Your objective
Recast the items below as a JSON list of strings, one string per line with blank lines left out. Cover only the lines from the one containing "Where can the white collared" up to and including the one containing "(1189, 513)".

Data records
_ _ _ _ _

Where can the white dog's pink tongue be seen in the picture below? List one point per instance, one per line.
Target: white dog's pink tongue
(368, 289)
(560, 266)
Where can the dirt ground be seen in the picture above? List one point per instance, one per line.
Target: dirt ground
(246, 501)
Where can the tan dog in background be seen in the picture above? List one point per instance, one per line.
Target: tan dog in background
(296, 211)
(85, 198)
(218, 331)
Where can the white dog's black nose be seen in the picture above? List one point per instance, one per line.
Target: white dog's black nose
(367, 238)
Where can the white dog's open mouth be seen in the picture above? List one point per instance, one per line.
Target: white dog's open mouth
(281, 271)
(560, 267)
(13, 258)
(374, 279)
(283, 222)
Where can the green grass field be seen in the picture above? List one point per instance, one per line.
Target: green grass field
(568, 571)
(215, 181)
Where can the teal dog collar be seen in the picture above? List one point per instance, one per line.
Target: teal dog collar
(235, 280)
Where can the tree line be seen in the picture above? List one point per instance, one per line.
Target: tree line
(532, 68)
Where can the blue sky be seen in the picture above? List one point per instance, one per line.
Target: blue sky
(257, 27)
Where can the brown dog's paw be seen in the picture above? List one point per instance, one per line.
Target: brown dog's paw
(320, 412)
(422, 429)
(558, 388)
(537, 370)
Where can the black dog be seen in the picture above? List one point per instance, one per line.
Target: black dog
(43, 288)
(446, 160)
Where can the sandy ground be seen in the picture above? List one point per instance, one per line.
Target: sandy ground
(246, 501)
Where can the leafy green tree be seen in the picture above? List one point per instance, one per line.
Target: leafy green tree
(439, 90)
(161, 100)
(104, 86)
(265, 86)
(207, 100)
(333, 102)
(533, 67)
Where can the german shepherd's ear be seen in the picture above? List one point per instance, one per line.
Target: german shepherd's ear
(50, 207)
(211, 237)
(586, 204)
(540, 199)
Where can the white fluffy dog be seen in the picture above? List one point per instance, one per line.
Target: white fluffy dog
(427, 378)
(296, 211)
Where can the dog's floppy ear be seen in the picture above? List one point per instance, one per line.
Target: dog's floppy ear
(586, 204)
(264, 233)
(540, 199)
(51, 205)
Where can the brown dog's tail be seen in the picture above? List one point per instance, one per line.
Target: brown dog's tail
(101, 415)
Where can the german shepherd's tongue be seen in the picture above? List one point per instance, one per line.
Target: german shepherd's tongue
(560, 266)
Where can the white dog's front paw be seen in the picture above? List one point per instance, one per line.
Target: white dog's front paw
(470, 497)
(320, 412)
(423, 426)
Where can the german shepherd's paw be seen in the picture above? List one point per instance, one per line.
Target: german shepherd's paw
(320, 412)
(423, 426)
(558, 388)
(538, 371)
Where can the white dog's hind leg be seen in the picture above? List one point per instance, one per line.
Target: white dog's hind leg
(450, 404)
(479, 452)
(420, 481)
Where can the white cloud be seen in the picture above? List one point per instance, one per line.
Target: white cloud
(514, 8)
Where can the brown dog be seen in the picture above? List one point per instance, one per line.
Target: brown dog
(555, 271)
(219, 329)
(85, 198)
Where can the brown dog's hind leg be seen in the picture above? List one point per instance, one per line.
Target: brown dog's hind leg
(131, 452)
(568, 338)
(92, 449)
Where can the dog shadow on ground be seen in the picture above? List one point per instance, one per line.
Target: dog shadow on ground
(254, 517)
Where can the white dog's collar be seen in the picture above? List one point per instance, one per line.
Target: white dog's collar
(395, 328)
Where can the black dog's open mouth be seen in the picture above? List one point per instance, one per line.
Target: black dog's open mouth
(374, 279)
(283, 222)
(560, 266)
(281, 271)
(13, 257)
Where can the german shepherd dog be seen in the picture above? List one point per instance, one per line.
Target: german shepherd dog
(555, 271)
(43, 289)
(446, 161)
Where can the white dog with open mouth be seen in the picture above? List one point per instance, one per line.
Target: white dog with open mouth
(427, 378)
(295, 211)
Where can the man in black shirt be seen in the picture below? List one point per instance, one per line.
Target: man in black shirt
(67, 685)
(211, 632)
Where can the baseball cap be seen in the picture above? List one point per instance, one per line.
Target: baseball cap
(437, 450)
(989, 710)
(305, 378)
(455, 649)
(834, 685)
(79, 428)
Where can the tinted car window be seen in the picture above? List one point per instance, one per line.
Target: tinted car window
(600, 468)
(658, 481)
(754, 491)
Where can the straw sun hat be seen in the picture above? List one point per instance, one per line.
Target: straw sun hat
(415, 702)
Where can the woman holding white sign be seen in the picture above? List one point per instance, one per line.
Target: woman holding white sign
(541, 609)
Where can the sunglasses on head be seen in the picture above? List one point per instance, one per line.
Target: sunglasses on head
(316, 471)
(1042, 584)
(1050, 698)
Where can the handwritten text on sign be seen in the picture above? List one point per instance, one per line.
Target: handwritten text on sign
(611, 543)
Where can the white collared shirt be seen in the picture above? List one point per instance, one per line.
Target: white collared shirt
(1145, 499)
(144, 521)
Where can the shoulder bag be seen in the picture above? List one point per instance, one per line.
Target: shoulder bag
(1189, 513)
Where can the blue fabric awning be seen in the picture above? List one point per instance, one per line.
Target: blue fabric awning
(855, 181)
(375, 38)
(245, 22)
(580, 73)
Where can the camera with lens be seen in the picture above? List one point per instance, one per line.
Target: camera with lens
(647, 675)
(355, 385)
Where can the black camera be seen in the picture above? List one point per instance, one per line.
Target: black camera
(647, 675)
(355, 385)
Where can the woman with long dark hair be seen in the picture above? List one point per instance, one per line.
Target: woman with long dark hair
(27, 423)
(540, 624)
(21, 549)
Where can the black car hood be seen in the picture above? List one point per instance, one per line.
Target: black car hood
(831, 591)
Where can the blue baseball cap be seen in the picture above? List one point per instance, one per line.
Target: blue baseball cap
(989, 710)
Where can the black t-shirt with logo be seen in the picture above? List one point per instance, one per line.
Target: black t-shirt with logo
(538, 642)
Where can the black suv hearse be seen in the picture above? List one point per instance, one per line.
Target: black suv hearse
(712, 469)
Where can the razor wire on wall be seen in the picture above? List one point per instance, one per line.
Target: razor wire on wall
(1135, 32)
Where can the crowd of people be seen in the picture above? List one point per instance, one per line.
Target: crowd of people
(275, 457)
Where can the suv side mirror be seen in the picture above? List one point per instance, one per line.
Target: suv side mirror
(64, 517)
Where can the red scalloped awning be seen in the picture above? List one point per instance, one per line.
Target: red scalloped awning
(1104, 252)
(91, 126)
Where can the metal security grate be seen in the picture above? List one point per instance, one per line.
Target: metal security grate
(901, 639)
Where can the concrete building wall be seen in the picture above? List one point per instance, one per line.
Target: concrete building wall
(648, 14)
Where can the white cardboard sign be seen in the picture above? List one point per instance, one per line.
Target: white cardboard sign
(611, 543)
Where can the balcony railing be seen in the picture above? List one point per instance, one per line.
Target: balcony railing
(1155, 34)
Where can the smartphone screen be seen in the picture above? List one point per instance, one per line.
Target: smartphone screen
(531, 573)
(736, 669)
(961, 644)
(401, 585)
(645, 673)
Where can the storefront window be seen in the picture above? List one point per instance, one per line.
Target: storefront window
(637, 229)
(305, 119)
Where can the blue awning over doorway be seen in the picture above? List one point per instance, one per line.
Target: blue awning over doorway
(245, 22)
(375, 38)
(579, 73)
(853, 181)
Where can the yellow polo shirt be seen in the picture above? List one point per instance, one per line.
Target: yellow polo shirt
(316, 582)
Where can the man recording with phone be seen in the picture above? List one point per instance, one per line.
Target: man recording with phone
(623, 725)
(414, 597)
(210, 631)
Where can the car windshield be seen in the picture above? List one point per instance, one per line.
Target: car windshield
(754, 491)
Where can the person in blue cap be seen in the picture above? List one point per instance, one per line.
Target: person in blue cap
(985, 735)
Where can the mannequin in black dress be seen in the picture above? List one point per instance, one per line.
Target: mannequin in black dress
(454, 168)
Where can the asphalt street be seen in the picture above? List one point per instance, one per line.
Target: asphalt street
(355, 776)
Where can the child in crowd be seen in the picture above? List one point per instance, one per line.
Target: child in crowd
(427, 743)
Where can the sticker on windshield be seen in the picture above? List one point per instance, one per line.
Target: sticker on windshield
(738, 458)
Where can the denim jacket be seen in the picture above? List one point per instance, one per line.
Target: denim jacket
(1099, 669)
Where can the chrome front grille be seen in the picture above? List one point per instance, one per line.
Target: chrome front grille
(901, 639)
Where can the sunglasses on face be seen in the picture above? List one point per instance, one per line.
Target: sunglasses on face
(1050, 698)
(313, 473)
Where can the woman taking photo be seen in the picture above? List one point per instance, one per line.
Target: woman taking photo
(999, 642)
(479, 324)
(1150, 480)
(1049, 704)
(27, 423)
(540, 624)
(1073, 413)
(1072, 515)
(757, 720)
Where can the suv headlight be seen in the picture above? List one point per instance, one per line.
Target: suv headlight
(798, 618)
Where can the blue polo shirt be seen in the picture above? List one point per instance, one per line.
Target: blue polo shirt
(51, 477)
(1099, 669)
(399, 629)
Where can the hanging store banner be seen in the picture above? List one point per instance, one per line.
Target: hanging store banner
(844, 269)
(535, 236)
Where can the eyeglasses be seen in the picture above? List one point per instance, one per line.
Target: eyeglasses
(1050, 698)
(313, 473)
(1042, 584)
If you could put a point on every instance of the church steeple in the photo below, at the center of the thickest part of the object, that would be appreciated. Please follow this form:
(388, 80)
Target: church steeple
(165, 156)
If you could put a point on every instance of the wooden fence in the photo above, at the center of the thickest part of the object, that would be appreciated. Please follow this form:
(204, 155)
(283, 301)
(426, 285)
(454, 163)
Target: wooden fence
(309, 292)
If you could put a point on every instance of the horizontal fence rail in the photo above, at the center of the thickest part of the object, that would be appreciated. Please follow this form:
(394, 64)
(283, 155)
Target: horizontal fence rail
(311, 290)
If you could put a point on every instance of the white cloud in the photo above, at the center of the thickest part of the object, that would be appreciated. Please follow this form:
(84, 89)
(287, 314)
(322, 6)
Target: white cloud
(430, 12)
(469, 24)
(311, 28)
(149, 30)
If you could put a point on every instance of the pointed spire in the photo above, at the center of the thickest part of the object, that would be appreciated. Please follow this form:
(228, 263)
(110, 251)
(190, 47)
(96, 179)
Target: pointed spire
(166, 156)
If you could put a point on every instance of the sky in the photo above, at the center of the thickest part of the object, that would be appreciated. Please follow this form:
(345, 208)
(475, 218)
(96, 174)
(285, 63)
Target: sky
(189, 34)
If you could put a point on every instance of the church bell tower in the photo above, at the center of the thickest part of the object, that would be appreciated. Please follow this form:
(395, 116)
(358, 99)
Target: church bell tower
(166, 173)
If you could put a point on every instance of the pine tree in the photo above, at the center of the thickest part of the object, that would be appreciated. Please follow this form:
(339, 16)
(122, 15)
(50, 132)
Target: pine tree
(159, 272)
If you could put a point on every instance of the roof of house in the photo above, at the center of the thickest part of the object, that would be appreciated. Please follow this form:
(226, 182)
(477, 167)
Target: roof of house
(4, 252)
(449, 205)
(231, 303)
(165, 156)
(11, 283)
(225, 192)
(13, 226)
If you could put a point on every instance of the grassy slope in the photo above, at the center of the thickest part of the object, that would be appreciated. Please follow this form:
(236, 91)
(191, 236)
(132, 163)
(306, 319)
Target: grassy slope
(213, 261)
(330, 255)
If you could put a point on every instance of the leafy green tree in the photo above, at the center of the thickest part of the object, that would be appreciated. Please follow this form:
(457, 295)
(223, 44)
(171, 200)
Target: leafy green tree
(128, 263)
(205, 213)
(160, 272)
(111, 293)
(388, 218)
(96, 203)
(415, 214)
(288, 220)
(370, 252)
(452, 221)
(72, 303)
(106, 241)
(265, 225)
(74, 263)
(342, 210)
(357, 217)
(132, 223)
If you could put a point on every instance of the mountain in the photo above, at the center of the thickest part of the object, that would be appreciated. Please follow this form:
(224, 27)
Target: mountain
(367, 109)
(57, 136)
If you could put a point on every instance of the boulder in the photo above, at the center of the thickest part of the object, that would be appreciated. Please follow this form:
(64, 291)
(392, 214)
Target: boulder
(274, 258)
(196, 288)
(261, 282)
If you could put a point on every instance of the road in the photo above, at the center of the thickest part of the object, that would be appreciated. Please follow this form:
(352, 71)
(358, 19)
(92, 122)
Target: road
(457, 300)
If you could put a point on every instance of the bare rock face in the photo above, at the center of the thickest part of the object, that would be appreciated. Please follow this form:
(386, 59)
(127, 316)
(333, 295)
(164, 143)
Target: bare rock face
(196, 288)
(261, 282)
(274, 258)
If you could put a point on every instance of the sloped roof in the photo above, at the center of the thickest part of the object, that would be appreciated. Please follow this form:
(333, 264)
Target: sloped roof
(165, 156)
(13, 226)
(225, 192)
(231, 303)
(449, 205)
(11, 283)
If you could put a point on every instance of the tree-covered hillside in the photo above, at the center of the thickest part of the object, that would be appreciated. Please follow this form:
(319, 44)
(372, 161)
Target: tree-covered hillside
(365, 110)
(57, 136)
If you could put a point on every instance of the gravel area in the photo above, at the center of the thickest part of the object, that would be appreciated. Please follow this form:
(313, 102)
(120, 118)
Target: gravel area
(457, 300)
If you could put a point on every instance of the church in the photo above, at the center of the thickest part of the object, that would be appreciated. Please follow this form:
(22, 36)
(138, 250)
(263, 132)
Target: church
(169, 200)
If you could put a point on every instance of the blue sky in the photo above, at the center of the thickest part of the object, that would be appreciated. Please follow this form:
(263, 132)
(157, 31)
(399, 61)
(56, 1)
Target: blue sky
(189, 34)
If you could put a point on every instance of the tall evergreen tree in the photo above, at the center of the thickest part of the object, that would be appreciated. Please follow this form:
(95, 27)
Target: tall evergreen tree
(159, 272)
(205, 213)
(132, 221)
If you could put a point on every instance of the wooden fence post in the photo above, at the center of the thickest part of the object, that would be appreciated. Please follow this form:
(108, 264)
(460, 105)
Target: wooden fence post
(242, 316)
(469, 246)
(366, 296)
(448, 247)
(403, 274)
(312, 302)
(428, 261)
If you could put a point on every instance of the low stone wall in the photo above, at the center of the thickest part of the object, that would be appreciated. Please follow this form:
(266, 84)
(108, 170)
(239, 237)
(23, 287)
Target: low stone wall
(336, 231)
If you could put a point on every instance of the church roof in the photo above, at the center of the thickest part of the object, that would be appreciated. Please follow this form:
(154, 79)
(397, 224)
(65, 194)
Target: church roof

_ _ _ _ _

Response to this task
[
  "Where can the white collared shirt be seen in the picture above? List one point per instance, one per line.",
  "Target: white collared shirt",
  "(1145, 499)",
  "(144, 521)",
  "Where can the shoulder bag be seen in the picture above? List one point per instance, one per line.",
  "Target: shoulder bag",
  "(1189, 513)"
]